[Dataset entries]
= = = = =
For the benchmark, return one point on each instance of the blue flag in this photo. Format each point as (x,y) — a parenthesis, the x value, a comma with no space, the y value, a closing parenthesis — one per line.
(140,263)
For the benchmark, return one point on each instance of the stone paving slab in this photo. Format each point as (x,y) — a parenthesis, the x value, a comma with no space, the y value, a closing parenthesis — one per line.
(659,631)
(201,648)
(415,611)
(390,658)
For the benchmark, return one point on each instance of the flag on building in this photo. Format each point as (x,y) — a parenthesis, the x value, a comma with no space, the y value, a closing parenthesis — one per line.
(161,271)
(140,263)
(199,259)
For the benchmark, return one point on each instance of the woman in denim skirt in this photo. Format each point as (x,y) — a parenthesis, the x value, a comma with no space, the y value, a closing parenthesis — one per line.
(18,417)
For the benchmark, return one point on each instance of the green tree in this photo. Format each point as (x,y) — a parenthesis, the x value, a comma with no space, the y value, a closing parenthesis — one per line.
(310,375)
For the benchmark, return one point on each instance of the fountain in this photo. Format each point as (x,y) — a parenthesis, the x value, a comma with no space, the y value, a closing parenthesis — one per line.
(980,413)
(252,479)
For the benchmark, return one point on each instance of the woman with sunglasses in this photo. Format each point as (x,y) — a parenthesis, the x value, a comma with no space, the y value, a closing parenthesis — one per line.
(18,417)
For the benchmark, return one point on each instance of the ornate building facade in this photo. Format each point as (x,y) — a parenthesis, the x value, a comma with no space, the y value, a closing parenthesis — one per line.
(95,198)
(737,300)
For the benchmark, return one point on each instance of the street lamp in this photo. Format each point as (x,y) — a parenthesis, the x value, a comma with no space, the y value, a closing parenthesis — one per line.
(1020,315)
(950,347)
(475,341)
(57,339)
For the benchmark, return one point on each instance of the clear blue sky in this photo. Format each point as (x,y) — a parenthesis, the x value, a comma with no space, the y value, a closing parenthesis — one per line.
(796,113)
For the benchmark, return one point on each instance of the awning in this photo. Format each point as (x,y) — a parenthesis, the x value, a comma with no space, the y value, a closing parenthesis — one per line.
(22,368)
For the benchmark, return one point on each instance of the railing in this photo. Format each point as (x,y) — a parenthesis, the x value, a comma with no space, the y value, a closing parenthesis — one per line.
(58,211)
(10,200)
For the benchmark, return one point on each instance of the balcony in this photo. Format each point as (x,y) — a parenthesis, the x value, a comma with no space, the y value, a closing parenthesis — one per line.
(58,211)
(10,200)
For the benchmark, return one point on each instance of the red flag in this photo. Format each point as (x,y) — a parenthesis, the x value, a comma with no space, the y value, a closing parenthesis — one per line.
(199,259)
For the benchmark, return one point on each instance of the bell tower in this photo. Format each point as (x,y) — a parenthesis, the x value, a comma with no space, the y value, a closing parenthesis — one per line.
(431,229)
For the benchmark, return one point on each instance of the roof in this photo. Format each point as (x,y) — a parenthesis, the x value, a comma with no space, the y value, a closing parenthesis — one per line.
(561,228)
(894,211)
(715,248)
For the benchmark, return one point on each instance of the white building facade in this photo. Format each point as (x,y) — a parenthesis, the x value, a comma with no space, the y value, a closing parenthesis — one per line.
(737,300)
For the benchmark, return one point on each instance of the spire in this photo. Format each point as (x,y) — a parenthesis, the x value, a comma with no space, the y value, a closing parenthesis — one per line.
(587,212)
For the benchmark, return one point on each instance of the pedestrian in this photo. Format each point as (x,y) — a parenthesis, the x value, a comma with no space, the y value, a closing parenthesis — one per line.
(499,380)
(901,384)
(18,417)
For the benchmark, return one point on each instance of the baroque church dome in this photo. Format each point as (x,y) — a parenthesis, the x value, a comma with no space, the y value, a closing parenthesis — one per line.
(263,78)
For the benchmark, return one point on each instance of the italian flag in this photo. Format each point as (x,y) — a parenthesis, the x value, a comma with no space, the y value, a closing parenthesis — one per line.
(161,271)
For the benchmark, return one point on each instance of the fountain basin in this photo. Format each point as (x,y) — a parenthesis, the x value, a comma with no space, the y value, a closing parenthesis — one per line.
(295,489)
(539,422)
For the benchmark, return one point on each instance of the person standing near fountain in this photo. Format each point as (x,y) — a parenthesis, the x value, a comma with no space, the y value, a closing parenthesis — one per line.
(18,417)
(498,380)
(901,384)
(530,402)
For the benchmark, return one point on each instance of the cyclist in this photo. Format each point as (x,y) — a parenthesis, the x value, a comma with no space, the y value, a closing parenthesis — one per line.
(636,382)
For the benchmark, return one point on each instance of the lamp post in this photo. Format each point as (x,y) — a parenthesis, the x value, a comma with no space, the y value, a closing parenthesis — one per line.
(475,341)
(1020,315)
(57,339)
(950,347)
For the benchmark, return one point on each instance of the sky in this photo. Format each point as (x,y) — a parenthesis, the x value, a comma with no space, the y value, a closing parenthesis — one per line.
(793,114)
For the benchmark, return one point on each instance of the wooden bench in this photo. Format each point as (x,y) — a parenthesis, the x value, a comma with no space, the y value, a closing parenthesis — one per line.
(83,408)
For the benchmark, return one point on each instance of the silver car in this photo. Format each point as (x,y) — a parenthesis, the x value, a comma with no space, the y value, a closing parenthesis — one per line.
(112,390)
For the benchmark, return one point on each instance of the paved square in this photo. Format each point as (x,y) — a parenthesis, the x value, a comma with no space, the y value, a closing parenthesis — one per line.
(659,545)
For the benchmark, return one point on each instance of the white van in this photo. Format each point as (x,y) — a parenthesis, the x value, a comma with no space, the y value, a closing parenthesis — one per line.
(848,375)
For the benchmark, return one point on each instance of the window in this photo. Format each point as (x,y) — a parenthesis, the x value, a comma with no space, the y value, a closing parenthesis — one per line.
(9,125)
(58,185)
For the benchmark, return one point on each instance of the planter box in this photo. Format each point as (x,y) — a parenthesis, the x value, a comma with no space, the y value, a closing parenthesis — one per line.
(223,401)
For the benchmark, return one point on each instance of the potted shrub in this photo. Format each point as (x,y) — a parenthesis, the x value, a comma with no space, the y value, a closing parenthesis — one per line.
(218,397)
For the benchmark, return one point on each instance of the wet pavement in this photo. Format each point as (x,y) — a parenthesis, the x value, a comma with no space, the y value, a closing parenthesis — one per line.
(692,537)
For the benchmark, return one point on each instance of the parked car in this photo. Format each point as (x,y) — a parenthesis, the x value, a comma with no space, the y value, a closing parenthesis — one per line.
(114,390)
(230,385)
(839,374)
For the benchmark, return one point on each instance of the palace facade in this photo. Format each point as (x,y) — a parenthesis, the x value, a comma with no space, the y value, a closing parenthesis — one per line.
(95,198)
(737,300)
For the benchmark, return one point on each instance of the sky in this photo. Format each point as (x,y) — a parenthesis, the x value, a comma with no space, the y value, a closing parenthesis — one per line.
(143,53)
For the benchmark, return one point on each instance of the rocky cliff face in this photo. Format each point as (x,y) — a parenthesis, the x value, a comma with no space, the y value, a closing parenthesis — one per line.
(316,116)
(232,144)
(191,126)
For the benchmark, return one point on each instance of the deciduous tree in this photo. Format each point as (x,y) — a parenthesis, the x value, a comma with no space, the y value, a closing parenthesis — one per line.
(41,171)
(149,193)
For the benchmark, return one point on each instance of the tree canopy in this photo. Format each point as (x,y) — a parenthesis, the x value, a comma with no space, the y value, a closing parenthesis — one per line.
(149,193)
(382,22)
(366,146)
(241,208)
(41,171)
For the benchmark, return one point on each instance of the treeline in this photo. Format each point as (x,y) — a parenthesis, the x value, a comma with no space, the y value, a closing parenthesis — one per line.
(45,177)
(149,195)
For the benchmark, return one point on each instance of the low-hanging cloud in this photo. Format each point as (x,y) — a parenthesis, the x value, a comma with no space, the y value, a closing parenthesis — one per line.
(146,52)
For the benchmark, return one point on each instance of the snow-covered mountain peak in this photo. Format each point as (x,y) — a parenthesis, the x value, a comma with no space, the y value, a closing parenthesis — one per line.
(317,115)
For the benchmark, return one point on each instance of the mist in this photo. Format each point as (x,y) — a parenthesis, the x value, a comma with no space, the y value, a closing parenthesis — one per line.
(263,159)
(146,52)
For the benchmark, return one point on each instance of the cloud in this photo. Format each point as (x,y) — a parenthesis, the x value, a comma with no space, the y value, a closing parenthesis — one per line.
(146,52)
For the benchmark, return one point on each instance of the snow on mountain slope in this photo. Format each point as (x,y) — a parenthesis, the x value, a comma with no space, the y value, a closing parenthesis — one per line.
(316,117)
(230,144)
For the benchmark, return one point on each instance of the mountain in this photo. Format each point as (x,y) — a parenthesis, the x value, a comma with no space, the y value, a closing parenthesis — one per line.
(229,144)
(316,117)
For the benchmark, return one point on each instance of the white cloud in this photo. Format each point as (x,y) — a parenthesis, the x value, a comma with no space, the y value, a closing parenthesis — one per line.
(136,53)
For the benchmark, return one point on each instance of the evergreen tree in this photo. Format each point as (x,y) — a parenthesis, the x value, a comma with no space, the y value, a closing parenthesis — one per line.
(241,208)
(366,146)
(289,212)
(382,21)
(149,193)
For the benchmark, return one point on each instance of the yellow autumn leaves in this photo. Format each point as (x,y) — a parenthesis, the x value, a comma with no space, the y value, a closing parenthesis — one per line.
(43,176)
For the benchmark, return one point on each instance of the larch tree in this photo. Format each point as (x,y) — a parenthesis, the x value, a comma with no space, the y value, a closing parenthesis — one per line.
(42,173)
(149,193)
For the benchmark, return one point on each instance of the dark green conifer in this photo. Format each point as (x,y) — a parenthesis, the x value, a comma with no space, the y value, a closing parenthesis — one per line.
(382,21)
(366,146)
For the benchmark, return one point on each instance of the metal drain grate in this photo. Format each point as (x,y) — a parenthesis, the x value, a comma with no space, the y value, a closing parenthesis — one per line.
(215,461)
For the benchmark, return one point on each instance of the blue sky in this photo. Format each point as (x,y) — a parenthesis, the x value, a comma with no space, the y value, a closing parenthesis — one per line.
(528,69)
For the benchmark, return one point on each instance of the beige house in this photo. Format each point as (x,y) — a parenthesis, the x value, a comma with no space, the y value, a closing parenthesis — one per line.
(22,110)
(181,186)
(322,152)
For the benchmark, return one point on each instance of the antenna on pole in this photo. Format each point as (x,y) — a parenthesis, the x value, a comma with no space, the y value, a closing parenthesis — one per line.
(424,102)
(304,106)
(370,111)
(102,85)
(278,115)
= = = = =
Your objective
Give back exactly the lines that run from the line with "of the larch" through the close of the material, counting both ends, and nothing more.

The answer
For the benchmark, return one point on each instance of the larch tree in this photo. Format each point as (x,y) — a parenthesis, the x value, a comma with no space, the y value, a closing parenthesis — one per line.
(42,173)
(149,193)
For the benchmark, return one point on each instance of the dark green conifer in this photo. Format each point as (x,y) — a parenthesis, the x value, a comma with no space, the y value, a closing parenthesis — one per line.
(382,21)
(366,146)
For the benchmark, return one point on each instance of the metal drain grate in this photo. Format each point as (x,y) — a parenthesis, the x value, a comma with no space, the y value, a closing parenthesis — one per line.
(215,461)
For the benchmark, return one point on each instance of the blue sky in this photo. Format each point as (x,y) — a parenthesis, the x value, a comma with no space, the y value, a closing parenthesis — one per line.
(528,69)
For the benchmark, return one point on each instance of the beige house in this photo. Format each point as (x,y) — a parenthesis, the x value, a comma with no space, the y value, a closing parenthesis — one per line.
(22,110)
(181,186)
(322,152)
For the benchmark, return one point on each instance of the antenna on pole in this photo. Format each point as (x,y) — a parenthesis, the x value, a comma with no space, the y value, a closing parenthesis — one per line.
(424,102)
(304,106)
(370,111)
(102,85)
(278,115)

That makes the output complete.